### Teks untuk dianalisis
● ● ● ● ● ● ●

Awal September 1949. Kapal boat Republik Indonesia panjang 110 kaki dan berukuran 60 ton “ The Outlaw “ baru saja berlabuh di pelabuhan Bhuket, semenanjung Malaya. Para awak kelelahan, setelah kesekian kali lolos dari sergapan kapal perang Belanda. Semalam tepat selepas Penang, di laut bebas mereka bertemu dengan kapal patroli Belanda yang mengejarnya sambil melepaskan tembakan boffors dan miltraliurnya.
Kelihaian kapten ‘The Outlaw”, Mayor John Lie kembali teruji, untuk bisa membawa barang barang komoditi seperti karet, gula, teh untuk di jual dan ditukarkan ban, senjata, mobil dan kebutuhan perang kemerdekaan.
The ‘ Outlaw ‘ adalah legenda saat itu. Radio BBC selalu menyiarkan keberhasilan kapal itu dalam menembus blokade Belanda. Ini membuat Belanda semakin geram dan terus berusaha menjegat kapal kebanggaan Republik.
Saat saat beristirahat sambil membongkar muatan. John Lie kedatangan seorang wartawan LIFE Magazine – Roy Rowan – yang mewancara dan kelak dimuat dalam majalah tersebut Edisi 26 September 1949. Artikel itu berjudul “ GUNS –AND BIBELS – ARE SMUGGLED TO INDONESIA “
John Lie seorang keturunan Tionghoa, telah menjadi pelaut di pelayaran KPM Belanda sebelum perang kemerdekaan. Ia kemudian bergabung menjadi ABK di armada laut sekutu ketika Perang Dunia II.
Revolusi Kemerdekaan telah menggerakannya untuk bergabung dengan pejuang pejuang Republik. Padahal banyak golongan Tionghoa yang memilih tak perduli atau bahkan memihak Belanda.
John Lie seorang nasrani yang religius. Ia selalu membawa dua alkitab – satu berbahasa Inggris dan satu berbahasa Belanda – ditengah tengah pertempuran lautnya. Roy tercengang melihat sebuah kata kata yang ditulis didinding kabin.
‘ Kemudikan kapal ini, demi Tuhan, negeriku dan kebaikan umat manusia ‘.
Selama dua tahun John Lie menjadi salah satu tokoh penting dalam organisasi penyelundupan senjata yang wilayahnya terbentang dari Malaya, Singapura, Filipina, Thailand bahkan sampai India. Ia bolak balik menembus laut, menangani jual beli senjata dari Malaysia, Thailand ke Aceh, Sumatera timur dan pulau pulau terpencil di Indonesia.
Dari lima kapal yang dibeli dari Inggris di Singapura, hanya kapal John Lie yang tak pernah tertangkap meski dikejar dan dihujani peluru serta bom. Ia cerdik mengelabui dan melarikan kapalnya di balik pulau pulau kecil di Sumatera.

● ● ● ● ● ● ●

### Data yang diberikan

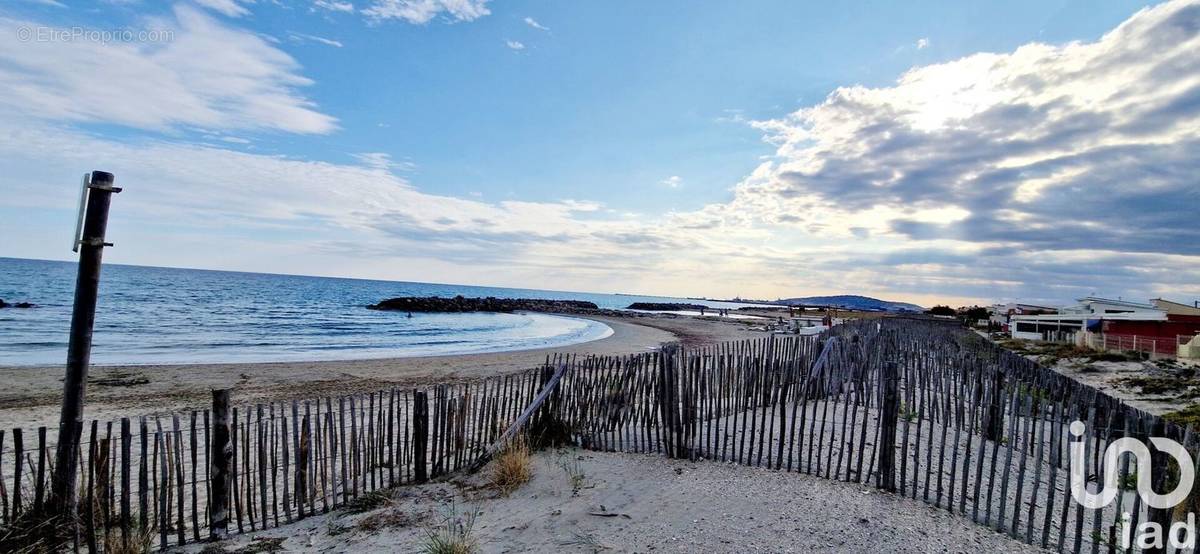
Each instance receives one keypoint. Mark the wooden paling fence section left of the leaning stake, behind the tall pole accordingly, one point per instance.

● ● ● ● ● ● ●

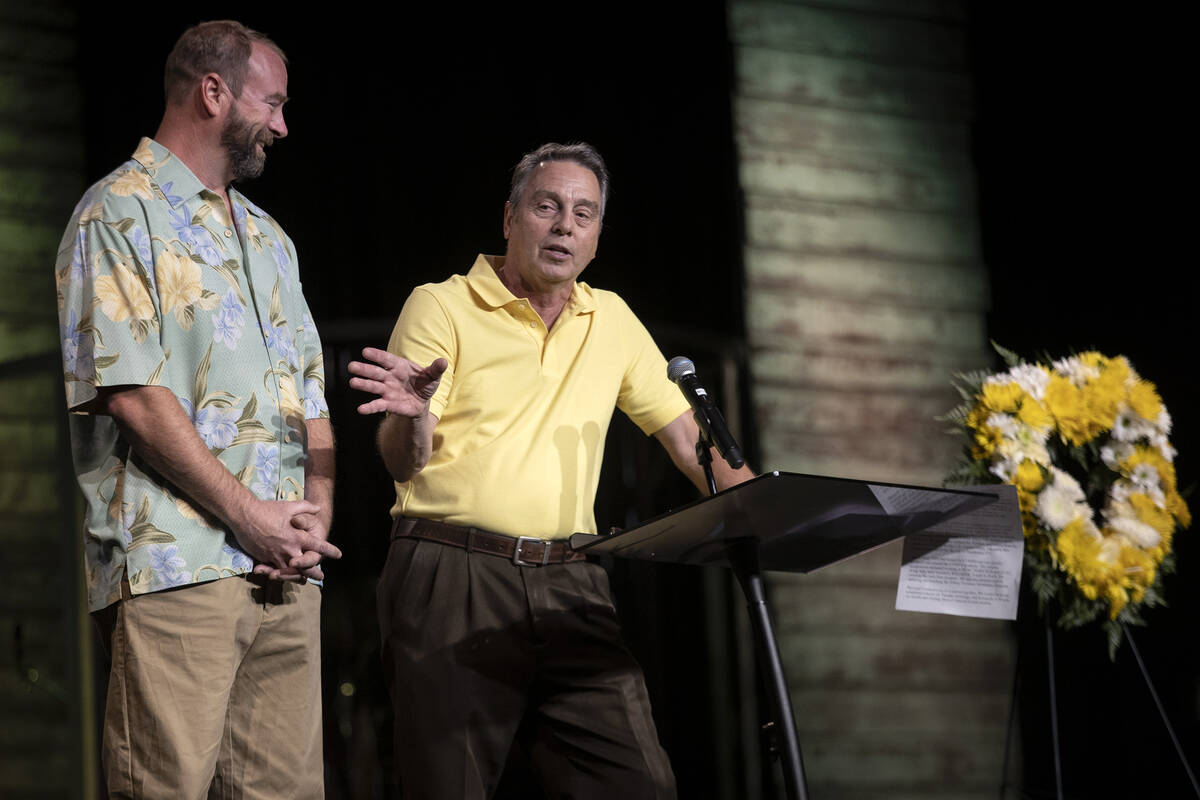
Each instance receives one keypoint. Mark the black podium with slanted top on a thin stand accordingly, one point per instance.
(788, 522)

● ● ● ● ● ● ●

### Tugas Anda
Teruskan teks tentang John Lie dan kapal The Outlaw, dimulai setelah kalimat terakhirnya. Catatan di atas tidak perlu digunakan.

### Hasil di bawah
Menutupi kapalnya dengan ranting dan dedaunan sambil menunggu kapal terbang Belanda dan kapal patroli menghentikan pencariannya.
Kelak ketika ia menjadi komandan Kapal perang KRI Rajawali, ia harus membawa berlayar Bung Karno dan Perdana Menteri Cina, Chou En Lai. Ketika saatnya makan siang, seperti kebiasan di kapalnya, John Lie selalu memimpin doa secara nasrani.
Maka ia berkata kepada Bung Karno, untuk tetap mengijinkan melakukan kebiasaan ini.
“ Kau seorang nasrani yang taat, silahkan melakukan apa yang telah menjadi kebiasaanmu di sini. “ demikian Bung Karno mengijinkan.
Jadilah John Lie memimpin doa dimeja makan, didepan ABK, Bung Karno dan perdana Menteri Cina yang komunis itu. Entah apa yang dipikirkan Chou En Lai saat itu.
Sejarah mencatat masalah banyak persoalan apriori yang menjadi penghambat hubungan etnis tionghoa dalam bangsa Indonesia.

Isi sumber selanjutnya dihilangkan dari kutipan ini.